| What is needed |
Write out the material below word for word, but leave out the pictures.

| Information shown |
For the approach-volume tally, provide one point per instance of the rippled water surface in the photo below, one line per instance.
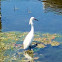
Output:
(14, 26)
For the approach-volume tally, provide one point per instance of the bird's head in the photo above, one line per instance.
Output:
(32, 19)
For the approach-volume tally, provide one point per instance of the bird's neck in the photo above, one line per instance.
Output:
(32, 28)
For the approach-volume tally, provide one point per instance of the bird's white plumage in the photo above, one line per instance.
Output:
(29, 38)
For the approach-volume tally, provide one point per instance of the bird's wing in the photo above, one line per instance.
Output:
(28, 40)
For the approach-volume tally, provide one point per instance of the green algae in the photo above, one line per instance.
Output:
(9, 41)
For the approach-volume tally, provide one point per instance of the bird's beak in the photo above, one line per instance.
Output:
(36, 19)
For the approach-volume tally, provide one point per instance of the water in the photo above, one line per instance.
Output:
(15, 15)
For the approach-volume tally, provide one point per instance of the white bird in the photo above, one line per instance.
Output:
(29, 38)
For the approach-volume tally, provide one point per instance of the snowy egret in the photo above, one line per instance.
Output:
(29, 38)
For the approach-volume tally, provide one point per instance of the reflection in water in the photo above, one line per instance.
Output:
(29, 55)
(52, 6)
(0, 16)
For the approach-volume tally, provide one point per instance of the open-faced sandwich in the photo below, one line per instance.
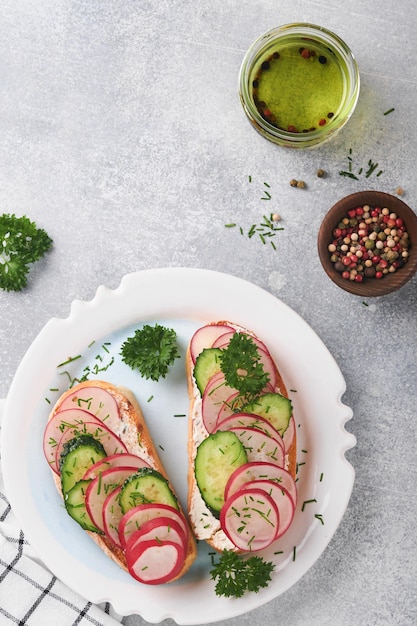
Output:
(113, 483)
(242, 441)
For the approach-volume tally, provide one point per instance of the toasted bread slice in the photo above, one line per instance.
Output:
(131, 428)
(205, 524)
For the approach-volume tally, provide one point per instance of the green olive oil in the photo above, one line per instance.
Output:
(299, 86)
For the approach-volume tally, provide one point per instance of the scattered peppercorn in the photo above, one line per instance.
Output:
(369, 242)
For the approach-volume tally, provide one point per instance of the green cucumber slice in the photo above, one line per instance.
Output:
(274, 407)
(78, 455)
(75, 505)
(206, 365)
(146, 486)
(217, 457)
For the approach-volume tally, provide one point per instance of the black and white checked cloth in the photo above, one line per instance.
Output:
(29, 594)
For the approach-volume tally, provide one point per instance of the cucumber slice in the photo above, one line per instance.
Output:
(218, 456)
(75, 504)
(274, 407)
(146, 486)
(77, 456)
(207, 364)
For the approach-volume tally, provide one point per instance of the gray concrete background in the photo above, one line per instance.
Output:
(123, 136)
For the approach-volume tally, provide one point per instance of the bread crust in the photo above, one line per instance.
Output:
(215, 537)
(134, 433)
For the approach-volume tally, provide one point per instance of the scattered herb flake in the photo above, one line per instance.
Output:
(307, 502)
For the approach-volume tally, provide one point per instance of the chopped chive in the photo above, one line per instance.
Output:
(69, 360)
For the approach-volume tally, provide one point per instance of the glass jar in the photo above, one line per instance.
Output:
(299, 85)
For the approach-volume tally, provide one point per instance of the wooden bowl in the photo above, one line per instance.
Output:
(369, 287)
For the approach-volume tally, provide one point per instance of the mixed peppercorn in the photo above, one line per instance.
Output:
(369, 242)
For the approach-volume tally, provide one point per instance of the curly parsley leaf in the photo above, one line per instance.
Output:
(235, 576)
(151, 350)
(21, 244)
(241, 364)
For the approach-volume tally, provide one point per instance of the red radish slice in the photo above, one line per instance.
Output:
(288, 436)
(250, 519)
(153, 563)
(115, 460)
(250, 420)
(160, 528)
(205, 336)
(112, 514)
(282, 499)
(99, 489)
(259, 446)
(97, 401)
(260, 471)
(57, 425)
(215, 395)
(139, 515)
(110, 442)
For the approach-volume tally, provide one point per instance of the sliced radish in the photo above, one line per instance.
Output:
(250, 519)
(115, 460)
(110, 442)
(57, 425)
(139, 515)
(260, 446)
(282, 499)
(112, 514)
(205, 336)
(100, 487)
(161, 529)
(215, 396)
(260, 471)
(153, 563)
(97, 401)
(288, 436)
(249, 420)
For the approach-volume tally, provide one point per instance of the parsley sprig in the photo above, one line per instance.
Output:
(151, 350)
(21, 244)
(240, 362)
(235, 576)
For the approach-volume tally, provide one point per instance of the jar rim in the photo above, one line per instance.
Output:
(348, 103)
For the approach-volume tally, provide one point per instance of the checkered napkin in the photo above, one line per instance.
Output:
(29, 594)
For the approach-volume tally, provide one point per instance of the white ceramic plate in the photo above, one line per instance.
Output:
(94, 331)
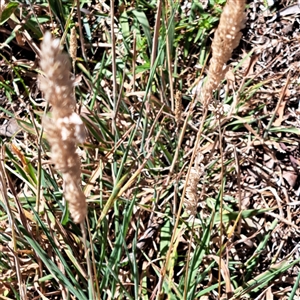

| Complete response |
For the approach-volume tally, provide one point per instance of the rippled water surface in the photo below, one line per instance.
Output:
(14, 26)
For the approach-volume tally, provide one point per instance of the bird's head in the photo above, one line per instance.
Output:
(32, 19)
For the approach-volume tally, provide one point per instance of the bird's neck in the photo above, one line per instance.
Output:
(32, 28)
For the approach-volume tally, provide one point per instance of the bird's white plumage in the photo above, one line per instance.
Output:
(29, 38)
For the approach-volume tally, provide one point per instance of the bird's wing in the photo above, one line per instance.
Output:
(28, 40)
For the approach-volume tally, provide one point per instance of the green algae in the photo above, one line per instance.
Output:
(9, 41)
For the approach-volume tally, provide one point per instance of the bird's beak in the photo above, one line per instance.
Output:
(36, 19)
For the approach-volume tally, provide one point per instance of the water in the photo above, one line per instance.
Output:
(15, 15)
For the approach-volume tally, provide one point per instance of the white bird in the photo above, one line per instance.
Output:
(29, 38)
For the approach-volume tally, provide one point per instance of the snowy egret in the photo above, one line per instance.
Output:
(29, 38)
For the approach-volume tally, provide one point per instance of the reflection in water in the photo above, one line per instance.
Output:
(29, 55)
(52, 6)
(0, 16)
For the approach-volume tally, provide one point per instance of the open-faced sandwich in the photo below, one line per instance.
Output:
(113, 483)
(242, 441)
For the approach-volume tally, provide one point per instance of the toasted bread slice in the photo above, one line per instance.
Output:
(131, 428)
(205, 524)
For the approach-volume tally, provide one point per instance of the green olive oil in the photo above, one line per instance.
Output:
(299, 86)
For the approach-volume tally, provide one point per instance of the scattered peppercorn in the photo above, one line per instance.
Output:
(369, 242)
For the approach-volume tally, provide one point per instance of the green cucumber slice in the photo above, one line per instance.
Output:
(274, 407)
(78, 455)
(75, 505)
(206, 365)
(146, 486)
(217, 457)
For the approach-volume tally, provide one point per instance of the black and white checked cloth in the photo above, one line per instance.
Output:
(29, 594)
For the approach-volume tally, provide one point per instance of the cucumber slice in the photo above, one line per instance.
Output:
(218, 456)
(75, 504)
(274, 407)
(146, 486)
(77, 456)
(207, 364)
For the approach-volume tally, provide one point per instance of the gray concrete background in the photo above, one line per instance.
Output:
(123, 136)
For the approach-volume tally, provide one point per instance of the bread crust in the photo above, one line per instance.
Output:
(215, 537)
(134, 433)
For the approach-volume tally, provide one point per instance of the scattered herb flake in the photo above, one line per instance.
Output:
(307, 502)
For the approach-volume tally, provide one point per instance of the chopped chive in the photo above, one line per instance.
Output:
(69, 360)
For the approach-volume tally, provide one point per instance of the glass jar in the photo above, one line per instance.
Output:
(299, 85)
For the approach-volume tally, provide one point per instance of the wooden bowl in the photo above, one line per instance.
Output:
(369, 287)
For the approach-volume tally, provide one point per instance of the mixed peppercorn in the photo above, one line per instance.
Output:
(369, 242)
For the approach-volume tally, provide one point per instance of the curly parsley leaf in the photo above, one line per instance.
Output:
(235, 576)
(151, 350)
(21, 244)
(241, 364)
For the approach-volume tally, provide one point per instance of the red radish slice in the photo above, one line per instance.
Output:
(288, 436)
(250, 519)
(153, 563)
(115, 460)
(250, 420)
(160, 528)
(205, 336)
(112, 514)
(282, 499)
(99, 489)
(259, 446)
(97, 401)
(260, 471)
(57, 425)
(215, 395)
(139, 515)
(110, 442)
For the approach-volume tally, provide one point per instance of the sliced radish in the photo above, one line per instance.
Output:
(250, 519)
(115, 460)
(110, 442)
(57, 425)
(139, 515)
(260, 446)
(282, 499)
(112, 514)
(205, 336)
(100, 487)
(161, 529)
(215, 396)
(260, 471)
(153, 563)
(97, 401)
(288, 436)
(249, 420)
For the approach-volume tally, provide one point per instance of the parsley sprig in the photo above, one line per instance.
Output:
(151, 350)
(21, 244)
(240, 362)
(235, 576)
For the approach-volume tally, provide one point per instance of the jar rim in the photo above, one line per instance.
Output:
(348, 103)
For the approach-volume tally, provide one point per instance of the checkered napkin in the photo above, one line per instance.
Output:
(29, 594)
For the approach-volume tally, provide one point per instance of the white ceramic plate in the photo above, one line per instance.
Output:
(94, 331)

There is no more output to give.